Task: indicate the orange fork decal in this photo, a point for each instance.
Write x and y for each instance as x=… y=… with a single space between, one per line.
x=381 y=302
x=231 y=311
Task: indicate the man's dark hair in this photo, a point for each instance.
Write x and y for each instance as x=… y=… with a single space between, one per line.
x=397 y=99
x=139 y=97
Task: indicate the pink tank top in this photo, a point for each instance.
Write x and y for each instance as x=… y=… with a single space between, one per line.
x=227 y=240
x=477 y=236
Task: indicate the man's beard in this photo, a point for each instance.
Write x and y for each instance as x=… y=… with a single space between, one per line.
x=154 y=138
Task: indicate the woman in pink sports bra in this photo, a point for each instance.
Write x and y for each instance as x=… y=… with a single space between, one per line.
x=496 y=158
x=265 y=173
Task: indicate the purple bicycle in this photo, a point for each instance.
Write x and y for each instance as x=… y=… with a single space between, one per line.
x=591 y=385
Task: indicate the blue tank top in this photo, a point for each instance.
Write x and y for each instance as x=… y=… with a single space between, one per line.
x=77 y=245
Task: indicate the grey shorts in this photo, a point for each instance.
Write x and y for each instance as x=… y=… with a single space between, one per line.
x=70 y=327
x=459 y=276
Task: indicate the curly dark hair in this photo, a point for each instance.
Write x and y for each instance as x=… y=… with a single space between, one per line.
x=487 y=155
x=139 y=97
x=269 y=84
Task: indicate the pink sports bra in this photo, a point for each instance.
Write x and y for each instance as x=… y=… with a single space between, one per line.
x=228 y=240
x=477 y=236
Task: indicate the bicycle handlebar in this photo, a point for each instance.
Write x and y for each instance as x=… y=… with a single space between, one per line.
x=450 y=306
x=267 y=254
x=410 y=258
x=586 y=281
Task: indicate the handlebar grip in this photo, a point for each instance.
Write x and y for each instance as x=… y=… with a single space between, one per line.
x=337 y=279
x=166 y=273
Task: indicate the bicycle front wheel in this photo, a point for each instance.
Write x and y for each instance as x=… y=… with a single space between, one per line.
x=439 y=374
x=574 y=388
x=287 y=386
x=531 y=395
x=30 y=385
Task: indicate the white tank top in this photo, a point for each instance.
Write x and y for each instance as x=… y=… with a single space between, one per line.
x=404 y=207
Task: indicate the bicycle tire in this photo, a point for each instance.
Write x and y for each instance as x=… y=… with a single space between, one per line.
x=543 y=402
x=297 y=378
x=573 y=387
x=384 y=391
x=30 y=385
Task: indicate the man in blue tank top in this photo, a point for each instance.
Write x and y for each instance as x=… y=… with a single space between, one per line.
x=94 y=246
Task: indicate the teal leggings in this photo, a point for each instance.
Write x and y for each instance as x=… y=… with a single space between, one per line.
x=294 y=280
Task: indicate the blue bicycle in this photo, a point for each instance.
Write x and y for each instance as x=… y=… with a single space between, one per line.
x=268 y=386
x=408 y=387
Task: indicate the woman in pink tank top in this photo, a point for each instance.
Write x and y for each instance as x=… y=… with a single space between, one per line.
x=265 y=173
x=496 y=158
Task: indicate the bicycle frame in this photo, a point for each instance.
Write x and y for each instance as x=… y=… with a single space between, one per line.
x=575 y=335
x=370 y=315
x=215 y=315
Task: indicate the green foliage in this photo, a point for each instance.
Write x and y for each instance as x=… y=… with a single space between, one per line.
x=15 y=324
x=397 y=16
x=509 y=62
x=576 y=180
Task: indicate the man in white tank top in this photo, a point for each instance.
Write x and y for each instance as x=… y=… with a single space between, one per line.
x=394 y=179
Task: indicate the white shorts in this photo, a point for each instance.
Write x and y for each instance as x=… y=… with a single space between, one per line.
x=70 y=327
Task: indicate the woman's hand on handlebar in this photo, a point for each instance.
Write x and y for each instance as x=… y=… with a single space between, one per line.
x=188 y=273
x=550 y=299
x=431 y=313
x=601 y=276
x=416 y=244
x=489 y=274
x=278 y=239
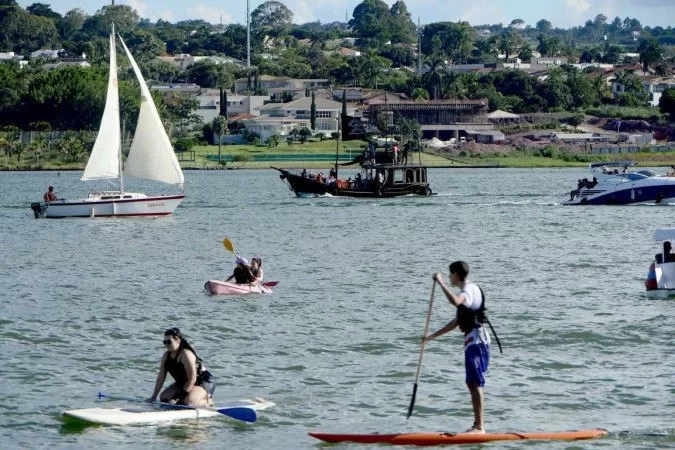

WHAT IS NEEDED: Extract every line containing the string "bicycle" from the data above.

TASK RESULT:
Task: indicate the purple bicycle in this photo, a point for each instance.
Task: indicate the bicycle handlebar in this photo, a point for each instance.
Task: indicate the bicycle front wheel in this photo, a point for each instance.
Task: indicate the bicycle tire in this photo, a point for each instance.
Task: indicate the blue bicycle in this photo, a point for each instance.
Task: indicate the bicycle frame in this photo, a point for each instance.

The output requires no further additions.